GIVEN EXERCISE A: In the MATLAB plotting thread, what does Torsten say the size of z must be instead of 31?
GIVEN EXERCISE B: Continue the MATLAB plotting thread from its last line.

PAGE:
+-------+

Error in Revised_Case1_Ijuptilk (line 93)
h(i, :) = plot(z, f1i(:, 1), 'b', f1i(:, 2), 'r');
Walter Roberson
2022년 9월 16일
your code is different than your error message. the code in your error message does not have the second z
I just noticed that your f1 ignores its input so you are drawing the same thing each iteration, which sounds wrong.
how many columns does theta have? How long is z?
University Glasgow
2022년 9월 16일
편집: University Glasgow
2022년 9월 16일
The size(z) is 31 and f1i is 5 by 31
University Glasgow
2022년 9월 16일
Still same thing without the second z.
f1 = @(xi) theta(1:round(nt/4):nt,:);
hold on
for i = 1:numel(xi)
f1i = f1(xi(i));
h(i, :) = plot(z, f1i(:, 1), 'b', f1i(:, 2), 'r');
xlabel('t (seconds)')
ylabel('\theta(z,t)(rad)')
end
legend(h(1,:), {'\xi=-0.06', '\xi=-0.05'})
hold off
Torsten
2022년 9월 16일
size(z) cannot be 31. It must either be 31x1 or 1x31, and which of the two is correct is important.
Torsten
2022년 9월 16일
h(i, :) = plot(z, f1i(1,:), 'b', f1i(2,:), 'r');
instead of
h(i, :) = plot(z, f1i(:, 1), 'b', f1i(:, 2), 'r');
University Glasgow
2022년 9월 16일
With the code below, I don't think f1i are the same:
f1 = @(xi) theta(1:round(nt/4):nt,:);
hold on
for i = 1:numel(xi)
plot(z, f1(xi(i)))
xlabel('t (seconds)')
ylabel('\theta(z,t)(rad)')
legend('\xi=-0.06', '\xi=-0.05')
end
hold off
You can see from the figures I attached: The figure for xi =[-0.06, -0.05] and xi =[-0.06, -0.06] are different. Remember I have loop over my solver for xi.
Torsten
2022년 9월 16일
편집: Torsten
2022년 9월 16일
How should the f1i be different if the function f1 does not depend on xi ?
This can only happen if theta has changed because of an outer loop over the xi.
But then, your inner loop from above - also over xi - cannot make sense.
Please include the code you use at the moment.

+-------+

GIVEN DATA:
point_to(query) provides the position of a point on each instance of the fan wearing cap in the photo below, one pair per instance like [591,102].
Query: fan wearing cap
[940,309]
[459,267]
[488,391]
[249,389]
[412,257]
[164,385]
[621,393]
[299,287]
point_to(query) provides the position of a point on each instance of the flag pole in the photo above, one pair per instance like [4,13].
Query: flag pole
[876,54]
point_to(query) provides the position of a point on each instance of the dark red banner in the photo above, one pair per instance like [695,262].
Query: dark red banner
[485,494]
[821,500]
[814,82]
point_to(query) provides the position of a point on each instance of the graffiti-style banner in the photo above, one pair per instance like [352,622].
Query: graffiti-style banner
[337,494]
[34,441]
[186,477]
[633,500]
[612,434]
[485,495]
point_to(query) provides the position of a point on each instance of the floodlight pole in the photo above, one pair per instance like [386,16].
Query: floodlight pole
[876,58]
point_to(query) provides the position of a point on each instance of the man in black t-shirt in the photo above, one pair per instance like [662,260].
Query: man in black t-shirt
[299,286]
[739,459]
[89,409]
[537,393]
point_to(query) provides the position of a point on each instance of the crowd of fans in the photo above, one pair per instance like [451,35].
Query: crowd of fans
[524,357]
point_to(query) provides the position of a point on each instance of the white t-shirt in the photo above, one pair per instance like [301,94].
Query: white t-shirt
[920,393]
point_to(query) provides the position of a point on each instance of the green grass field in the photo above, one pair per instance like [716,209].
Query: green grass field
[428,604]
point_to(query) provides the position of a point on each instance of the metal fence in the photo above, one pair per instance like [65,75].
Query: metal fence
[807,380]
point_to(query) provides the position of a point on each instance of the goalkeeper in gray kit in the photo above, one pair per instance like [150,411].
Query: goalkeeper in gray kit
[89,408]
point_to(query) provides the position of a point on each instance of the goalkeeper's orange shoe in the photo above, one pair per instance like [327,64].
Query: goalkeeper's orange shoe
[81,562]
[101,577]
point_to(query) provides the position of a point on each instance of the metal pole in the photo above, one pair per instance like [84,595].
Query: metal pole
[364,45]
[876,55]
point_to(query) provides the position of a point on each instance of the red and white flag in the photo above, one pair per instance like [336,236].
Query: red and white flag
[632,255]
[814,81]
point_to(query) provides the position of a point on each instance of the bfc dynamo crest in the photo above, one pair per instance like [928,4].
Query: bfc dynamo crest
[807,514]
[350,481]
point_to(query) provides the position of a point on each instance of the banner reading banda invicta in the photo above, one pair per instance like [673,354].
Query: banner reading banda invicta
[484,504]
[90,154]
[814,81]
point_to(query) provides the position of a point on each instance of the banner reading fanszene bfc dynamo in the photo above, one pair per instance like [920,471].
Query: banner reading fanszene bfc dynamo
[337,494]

+-------+

RESPONSE A: Either 31x1 or 1x31.

RESPONSE B:
Torsten
2022년 9월 16일
%% initialization
clear
clc
close all
%% Model parameters
global N Phi A B C G h
k1 = 6*10^(-12); % elastic constant
eta1 = 0.0240; % viscosity
alpha3 = -0.001104; % viscosity
gamma1 = 0.1093; % viscosity
Theta = 0.0001;
d = 0.0002;
% Simplify model parameters
A = k1/gamma1;
B = alpha3/gamma1;
C = eta1 - alpha3*B;
G = alpha3*A;
N = 30; % N must be even
%% Numerical setup
% step size
h = d/N;
% t span
tspan = [0:100];
nt=length(tspan);
% range of z
z=linspace(0,d,N+1);
% initial conditions
theta0 = Theta*sin(pi*z/d);
v0 = zeros(1,N+1);
theta0_int=theta0(2:N);
v0_int=v0(2:N);
u0 = [theta0_int'; v0_int'];
% Constant mass matrix M: We use M to represent the left hand side of the system of equations.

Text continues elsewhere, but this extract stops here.